■ **Texto de estudo**
_ _ _ _

O governo Jair Bolsonaro planeja usar pelo menos R$2 bilhões que vão sobrar do orçamento do Bolsa Família neste ano para financiar ações sociais de estados e municípios. Com esse acréscimo, a verba a ser enviada pelo ministério da Cidadania diretamente a prefeitos e governadores neste ano vai mais do que dobrar.
O dinheiro deve sair do total destinado ao Bolsa Família que acabou não sendo usado, porque muitos beneficiários optam por receber o Auxílio Emergencial, que paga um valor maior.
Em tese, são recursos para centros comunitários e programas que hoje estão sob o guarda-chuva da assistência social, mas que podem ser destinados até a quadras de esporte e outras despesas que nada tem a ver com o Bolsa Família. Vai depender de como projetos de lei do governo pedindo autorização para o remanejamento dos recursos sairão do Congresso.
Estão na Câmara dos Deputados dois projetos, enviados pela equipe econômica a pedido do ministro João Roma, da Cidadania. Ao GLOBO, o ministro disse calcular que o Bolsa Família deve ficar com saldo de R$9 bilhões em caixa ao final do ano.
Segundo Roma, R$7 bilhões vão ajudar a compor o orçamento do novo programa social do governo, o Auxílio Brasil. Os outros R$ 2 bilhões vão para a rubrica da secretaria de Desenvolvimento Social do ministério, administrada pelo deputado Robson Tuma, do mesmo partido de Roma (Republicanos-SP). O ministro afirma que, neste ano, o orçamento para essas despesas de assistência social ficou em R$1,7 bilhão.
Acontece que, diferentemente do dinheiro do Bolsa Família, que é atrelado ao número de beneficiários de cada estado ou município, se o remanejamento for aprovado, a decisão sobre quanto dinheiro vai para onde caberá exclusivamente a Roma.
Esse é um dos pontos que estão no projeto da Câmara. Além disso, os textos abrem espaço para que o dinheiro do Bolsa Família possa ser utilizado em outros fins que não o novo programa social do governo, o Auxílio Brasil.

_ _ _ _

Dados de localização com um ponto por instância
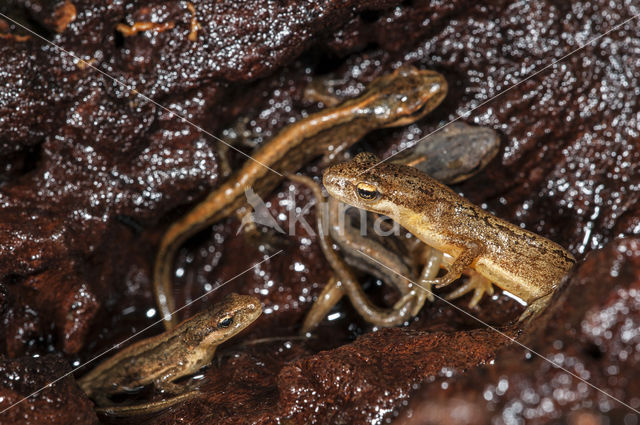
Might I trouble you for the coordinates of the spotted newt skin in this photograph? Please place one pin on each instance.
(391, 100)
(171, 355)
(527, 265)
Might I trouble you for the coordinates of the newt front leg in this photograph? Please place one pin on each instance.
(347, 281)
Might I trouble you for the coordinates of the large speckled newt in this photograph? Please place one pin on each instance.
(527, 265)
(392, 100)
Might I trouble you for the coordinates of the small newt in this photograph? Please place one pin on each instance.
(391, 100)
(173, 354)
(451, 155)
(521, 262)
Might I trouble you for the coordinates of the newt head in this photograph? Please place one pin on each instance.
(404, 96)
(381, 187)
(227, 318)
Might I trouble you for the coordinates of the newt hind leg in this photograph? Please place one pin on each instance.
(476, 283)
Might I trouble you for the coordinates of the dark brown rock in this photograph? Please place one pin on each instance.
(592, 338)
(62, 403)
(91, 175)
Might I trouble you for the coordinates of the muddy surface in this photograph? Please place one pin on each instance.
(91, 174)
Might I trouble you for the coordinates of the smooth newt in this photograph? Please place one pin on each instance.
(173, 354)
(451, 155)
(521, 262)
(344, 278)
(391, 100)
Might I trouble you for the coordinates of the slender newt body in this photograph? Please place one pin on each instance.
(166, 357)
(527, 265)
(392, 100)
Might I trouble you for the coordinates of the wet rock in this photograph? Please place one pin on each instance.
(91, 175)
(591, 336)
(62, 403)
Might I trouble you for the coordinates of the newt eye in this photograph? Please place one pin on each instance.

_ _ _ _

■ **Tarefas a fazer**
1. Responda com base no texto sobre a verba do Bolsa Família:
(a) Qual saldo o ministro João Roma calcula que o Bolsa Família vai ter em caixa no fim do ano?
(b) Quanto desse saldo, segundo Roma, vai ajudar a compor o orçamento do Auxílio Brasil?
(c) Em quanto ficou neste ano o orçamento das despesas de assistência social, segundo o ministro?
2. Segundo o texto sobre a verba do Bolsa Família, por que vai sobrar dinheiro do orçamento do programa neste ano?
3. Escreva a continuação do texto sobre a verba do Bolsa Família a partir do ponto em que ele para.
Estas linhas foram tiradas de outra fonte.

■ **Respostas dadas**
1.
(a) R$9 bilhões.
(b) R$7 bilhões.
(c) R$1,7 bilhão.

2. Muitos beneficiários preferem receber o Auxílio Emergencial, que paga um valor maior. Por isso, parte do total destinado ao Bolsa Família acabou não sendo usada.

3.
A manobra foi identificada por parlamentares que resistem a entregar um cheque em branco nas mãos do governo em ano eleitoral. O próprio João Roma não esconde que pretende se candidatar ao governo da Bahia no ano que vem. O texto deveria ser votado nesta terça-feira na Comissão Mista de Orçamento, mas a falta de acordo entre os partidos fez com que a sessão fosse suspensa.
Para o deputado Vinicius Poit (Novo-SP), a autorização fere a determinação do Tribunal de Contas da União, emitida no ano passado, de que toda a sobra do Bolsa Família fosse usada exclusivamente em medidas para atenuar os efeitos da Covid-19. “As regras para o uso desse dinheiro já foram definidas e não devem ser quebradas”, diz Poit. “Ao abrir essa brecha, corremos o risco de ver o dinheiro ser desviado para outras finalidades. Vamos trabalhar para impedir esse tipo de criatividade orçamentária”.
Uma forma de “criatividade orçamentária” possível seria usar o dinheiro para outros programas do ministério do próprio Roma que não estão diretamente ligados ao Bolsa Família – como a construção de quadras esportivas, bastante populares em ano eleitoral. Já tem deputado no Congresso até sonhando com isso.
Nesse caso, o responsável pelo envio do dinheiro seria o secretário especial do esporte, Marcelo Magalhães, padrinho de casamento de Flávio Bolsonaro. A sobra de recursos do Bolsa Família é um problema relativamente novo. Começou a acontecer no ano passado, quando o governo passou a pagar também o Auxílio Emergencial, que é mais alto do que o Bolsa Família.
Neste ano, dos R$34,8 bilhões reservados para o programa, só R$13,7 bilhões foram desembolsados até agora. Em outras palavras, isso significa que a previsão de sobra de R$ 9 bilhões é conservadora, e que o Ministério da Cidadania pode terminar o ano com um saldo ainda maior. Se isso ocorrer, João Roma vai comandar a pasta com a maior fatia de recursos para uso livre de toda a Esplanada. A redação é do jornal O Globo.